Task brief
Give back every line of the listing below, unchanged and in the same order.

[Point labeling examples]
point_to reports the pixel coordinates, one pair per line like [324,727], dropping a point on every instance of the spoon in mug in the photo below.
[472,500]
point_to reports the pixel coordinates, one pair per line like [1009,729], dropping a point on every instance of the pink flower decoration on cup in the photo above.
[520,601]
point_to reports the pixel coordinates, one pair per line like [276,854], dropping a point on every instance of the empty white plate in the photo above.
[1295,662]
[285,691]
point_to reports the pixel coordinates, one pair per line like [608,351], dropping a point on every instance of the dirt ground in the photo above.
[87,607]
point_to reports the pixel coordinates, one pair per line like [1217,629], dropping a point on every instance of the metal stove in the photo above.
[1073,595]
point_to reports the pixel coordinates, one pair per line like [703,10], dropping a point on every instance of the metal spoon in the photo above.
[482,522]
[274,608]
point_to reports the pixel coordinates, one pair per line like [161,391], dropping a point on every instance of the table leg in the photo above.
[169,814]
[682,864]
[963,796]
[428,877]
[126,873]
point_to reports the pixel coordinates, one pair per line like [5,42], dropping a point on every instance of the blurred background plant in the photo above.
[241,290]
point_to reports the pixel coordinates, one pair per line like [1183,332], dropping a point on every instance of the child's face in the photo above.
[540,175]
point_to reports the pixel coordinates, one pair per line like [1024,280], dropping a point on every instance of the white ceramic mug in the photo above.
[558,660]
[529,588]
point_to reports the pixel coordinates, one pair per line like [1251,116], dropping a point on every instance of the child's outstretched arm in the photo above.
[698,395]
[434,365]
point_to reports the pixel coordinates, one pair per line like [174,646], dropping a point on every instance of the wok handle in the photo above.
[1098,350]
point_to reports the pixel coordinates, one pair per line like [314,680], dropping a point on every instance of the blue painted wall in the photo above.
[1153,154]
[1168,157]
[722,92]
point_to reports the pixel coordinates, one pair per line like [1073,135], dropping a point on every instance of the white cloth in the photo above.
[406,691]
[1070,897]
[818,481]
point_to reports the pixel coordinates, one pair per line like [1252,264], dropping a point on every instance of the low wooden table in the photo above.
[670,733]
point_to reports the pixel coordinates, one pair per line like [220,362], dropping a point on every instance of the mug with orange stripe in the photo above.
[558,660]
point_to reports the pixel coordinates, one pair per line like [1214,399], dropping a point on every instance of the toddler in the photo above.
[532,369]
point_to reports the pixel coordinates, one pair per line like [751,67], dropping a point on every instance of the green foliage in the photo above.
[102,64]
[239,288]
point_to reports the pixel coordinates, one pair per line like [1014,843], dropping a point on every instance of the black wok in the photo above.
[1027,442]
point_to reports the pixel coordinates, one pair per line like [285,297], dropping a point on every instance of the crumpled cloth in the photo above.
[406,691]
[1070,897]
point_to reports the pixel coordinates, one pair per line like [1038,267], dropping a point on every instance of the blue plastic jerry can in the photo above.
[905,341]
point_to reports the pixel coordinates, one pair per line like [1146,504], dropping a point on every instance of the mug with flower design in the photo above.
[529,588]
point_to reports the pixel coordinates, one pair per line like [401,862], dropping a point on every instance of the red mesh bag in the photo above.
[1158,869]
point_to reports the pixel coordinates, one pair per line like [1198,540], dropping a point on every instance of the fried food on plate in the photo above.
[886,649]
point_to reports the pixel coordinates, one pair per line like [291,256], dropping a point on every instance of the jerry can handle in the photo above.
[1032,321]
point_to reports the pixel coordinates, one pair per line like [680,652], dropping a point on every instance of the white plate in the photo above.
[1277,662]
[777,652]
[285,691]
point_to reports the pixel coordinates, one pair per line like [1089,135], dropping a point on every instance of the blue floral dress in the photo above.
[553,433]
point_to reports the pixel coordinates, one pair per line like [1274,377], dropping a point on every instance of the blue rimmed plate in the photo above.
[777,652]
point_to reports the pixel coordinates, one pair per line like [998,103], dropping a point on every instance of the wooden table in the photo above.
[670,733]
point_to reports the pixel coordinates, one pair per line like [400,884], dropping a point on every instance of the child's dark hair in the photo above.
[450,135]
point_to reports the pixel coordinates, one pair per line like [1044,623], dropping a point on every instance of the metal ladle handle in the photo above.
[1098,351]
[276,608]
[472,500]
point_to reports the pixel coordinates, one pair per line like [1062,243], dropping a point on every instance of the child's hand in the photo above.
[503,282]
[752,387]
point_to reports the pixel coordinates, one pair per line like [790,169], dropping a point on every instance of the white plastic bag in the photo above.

Solution
point_to reports the pixel coordinates, one pair per line like [324,727], dropping a point on every instance of the spoon in mug in the photo below.
[472,500]
point_to reports the pixel coordinates, one pair per line like [1009,729], dropping a point on every instance of the pink flower decoration on cup in the photo above.
[520,601]
point_to reports the pixel coordinates, one pair per line like [276,854], dropping a point on every instance of the empty white plate in the photo above.
[1295,662]
[285,691]
point_to reports the pixel coordinates, one pair per line like [608,351], dropping a point on every instance of the dirt ground in the photo above.
[87,607]
point_to reports the pixel coordinates, one pair per line like [1217,629], dropping a point on every instance of the metal stove in the photo above.
[1073,595]
point_to reports the pixel coordinates, one pair per line like [703,10], dropping a point on every instance of the metal spoon in the photo above.
[482,522]
[274,608]
point_to reports the pixel coordinates, one pair per line like [161,391], dropping a point on every instance of the table leg in the photo above.
[169,814]
[682,864]
[963,796]
[428,877]
[126,873]
point_to reports the pixel coordinates, one pair per line like [5,42], dropping a point on every instance of the blurred background plant in the photo above.
[241,290]
point_to reports the pixel coordinates, one pair per line like [1183,332], dropping a point on every instance of the child's face in the photo above.
[540,175]
point_to reports the pixel coordinates, one pair per line like [1024,280], dropping a point on every instance of the white ceramic mug in the photo above.
[558,660]
[529,588]
point_to reports the pixel coordinates, one pair per line like [1251,116], dropping a point on every instance of the child's outstretched arm in the photo above.
[698,395]
[434,365]
point_to reports the pixel coordinates, one pair per line like [174,646], dropping a point on every instance of the wok handle in the photo above.
[1098,350]
point_to reports the pixel coordinates, one pair per line like [314,680], dropping a point on every instance of the blue painted wall in the photo above.
[1153,154]
[1168,157]
[722,92]
point_to reports the pixel coordinates, one pair per line like [1073,135], dropping a point on every instance of the white cloth in the photo above.
[406,691]
[1070,897]
[818,481]
point_to reports the pixel coordinates, one pair per line like [1252,264], dropping a point on every instance of the low wooden table in the photo above.
[670,733]
point_to reports the pixel coordinates, one pair per line like [220,362], dropping a point on every instance of the mug with orange stripe in the photo above.
[558,660]
point_to reports the pixel coordinates, one pair per line like [1214,399], dropping a point on every instance of the toddler in the photo above.
[532,369]
point_to reports the pixel coordinates, one pair per line like [751,67], dropping a point on every instance of the green foliage in the photo above.
[102,64]
[239,288]
point_to reports the pixel coordinates, one pair per line like [1014,843], dropping a point on every instance of the black wok in the photo above.
[1027,442]
point_to reports the pixel coordinates, one pair per line like [285,297], dropping a point on every instance of the crumpled cloth in the photo above.
[406,691]
[1070,897]
point_to reports the pixel coordinates, one pair per line like [1038,267], dropping a point on every instance of the blue plastic jerry can in the photo above.
[905,341]
point_to reports the pixel coordinates, one pair per line like [1146,504], dropping a point on every instance of the mug with flower design in the photo above.
[529,588]
point_to reports the pixel coordinates, one pair per line like [401,862], dropping a point on every instance of the red mesh bag in the photo above.
[1158,869]
point_to reports the pixel coordinates, one pair per line like [1198,540], dropping a point on every instance of the fried food on plate in the photo above.
[886,649]
point_to reports the pixel coordinates, one pair per line like [291,256], dropping a point on every instance of the jerry can handle in the photo above.
[1032,321]
point_to reports the pixel coordinates, one pair per line like [680,652], dropping a point on every instance of the white plate in the photo above.
[1277,662]
[777,652]
[285,691]
point_to reports the pixel coordinates, one pair per line like [1089,135], dropping a point on every instance of the blue floral dress in the photo above.
[553,433]
point_to reports the pixel coordinates, one pair per line like [1274,377], dropping a point on every instance of the blue rimmed plate in the photo above.
[777,652]
point_to reports the pixel coordinates, one pair per line like [998,103], dropping a point on every instance of the wooden table in the photo above.
[670,733]
point_to reports the pixel coordinates, one pair per line like [400,884], dropping a point on every instance of the child's dark hair in the photo above.
[450,135]
point_to reports the pixel coordinates, one pair per line like [1044,623], dropping a point on every instance of the metal ladle handle in the photo above.
[1098,351]
[276,608]
[472,500]
point_to reports the pixel coordinates, one pair per line like [1062,243], dropping a point on every instance of the child's hand in the photo above.
[503,282]
[752,387]
point_to reports the pixel coordinates, one pair per line like [790,169], dropping a point on every instance of the white plastic bag in the photo above.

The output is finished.